DESCRIPTION OF THE TASK. From the listing below, gather every line that contains the word "picture" and copy each one out.

MATERIAL PROVIDED.

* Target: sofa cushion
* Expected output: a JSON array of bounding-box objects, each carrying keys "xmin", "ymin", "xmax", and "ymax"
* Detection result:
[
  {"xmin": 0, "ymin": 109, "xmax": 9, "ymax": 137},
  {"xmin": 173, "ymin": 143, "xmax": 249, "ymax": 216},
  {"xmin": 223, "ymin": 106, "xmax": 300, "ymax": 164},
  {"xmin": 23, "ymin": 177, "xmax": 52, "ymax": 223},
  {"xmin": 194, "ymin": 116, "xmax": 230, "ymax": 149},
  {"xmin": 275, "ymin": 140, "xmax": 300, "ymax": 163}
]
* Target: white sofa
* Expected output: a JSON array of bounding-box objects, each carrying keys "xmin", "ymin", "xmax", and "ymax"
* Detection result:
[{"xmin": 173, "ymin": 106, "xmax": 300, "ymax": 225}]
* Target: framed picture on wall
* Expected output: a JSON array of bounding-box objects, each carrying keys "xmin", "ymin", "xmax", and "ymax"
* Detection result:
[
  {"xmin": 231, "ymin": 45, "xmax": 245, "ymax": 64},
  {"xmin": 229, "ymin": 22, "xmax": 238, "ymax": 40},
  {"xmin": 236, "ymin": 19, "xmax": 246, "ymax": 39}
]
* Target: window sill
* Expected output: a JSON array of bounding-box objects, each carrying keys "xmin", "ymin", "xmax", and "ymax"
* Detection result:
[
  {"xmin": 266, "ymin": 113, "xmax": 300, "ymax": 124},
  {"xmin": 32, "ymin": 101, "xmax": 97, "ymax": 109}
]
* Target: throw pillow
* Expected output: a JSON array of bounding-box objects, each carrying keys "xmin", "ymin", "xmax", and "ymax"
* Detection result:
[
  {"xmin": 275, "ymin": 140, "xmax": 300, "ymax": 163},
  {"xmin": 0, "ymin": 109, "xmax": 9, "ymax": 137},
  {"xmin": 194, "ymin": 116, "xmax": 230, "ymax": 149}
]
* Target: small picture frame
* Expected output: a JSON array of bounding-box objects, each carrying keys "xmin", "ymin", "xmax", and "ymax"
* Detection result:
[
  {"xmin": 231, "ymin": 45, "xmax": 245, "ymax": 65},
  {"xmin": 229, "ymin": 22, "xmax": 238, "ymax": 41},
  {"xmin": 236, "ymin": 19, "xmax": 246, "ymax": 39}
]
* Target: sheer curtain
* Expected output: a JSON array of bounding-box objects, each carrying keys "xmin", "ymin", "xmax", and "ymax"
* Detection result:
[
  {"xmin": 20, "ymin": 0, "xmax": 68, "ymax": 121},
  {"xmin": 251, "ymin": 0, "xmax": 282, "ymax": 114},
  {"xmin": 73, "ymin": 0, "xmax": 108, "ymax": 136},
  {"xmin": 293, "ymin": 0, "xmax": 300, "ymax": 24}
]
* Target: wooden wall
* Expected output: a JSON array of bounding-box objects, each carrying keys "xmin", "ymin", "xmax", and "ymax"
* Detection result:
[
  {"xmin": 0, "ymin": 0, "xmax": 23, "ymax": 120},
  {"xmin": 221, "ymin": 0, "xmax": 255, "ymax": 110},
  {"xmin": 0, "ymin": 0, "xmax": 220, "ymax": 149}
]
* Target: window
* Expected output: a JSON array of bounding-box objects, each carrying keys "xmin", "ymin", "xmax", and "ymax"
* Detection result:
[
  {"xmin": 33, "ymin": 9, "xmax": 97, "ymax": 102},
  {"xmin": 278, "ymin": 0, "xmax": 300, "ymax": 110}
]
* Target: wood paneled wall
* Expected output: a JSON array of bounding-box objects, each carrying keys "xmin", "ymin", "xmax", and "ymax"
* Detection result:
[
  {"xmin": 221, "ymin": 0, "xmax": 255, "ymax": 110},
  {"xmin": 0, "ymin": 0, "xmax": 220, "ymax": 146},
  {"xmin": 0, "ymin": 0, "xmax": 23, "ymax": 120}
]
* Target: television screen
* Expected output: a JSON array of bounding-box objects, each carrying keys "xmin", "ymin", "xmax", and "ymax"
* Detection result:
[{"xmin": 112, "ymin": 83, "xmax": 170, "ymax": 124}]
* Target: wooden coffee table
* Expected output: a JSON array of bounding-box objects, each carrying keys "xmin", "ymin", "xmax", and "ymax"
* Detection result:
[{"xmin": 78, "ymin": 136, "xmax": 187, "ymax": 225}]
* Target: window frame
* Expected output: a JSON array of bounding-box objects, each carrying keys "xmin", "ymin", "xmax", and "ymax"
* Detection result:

THE REPLY.
* Target: framed picture on wall
* Target: small picture frame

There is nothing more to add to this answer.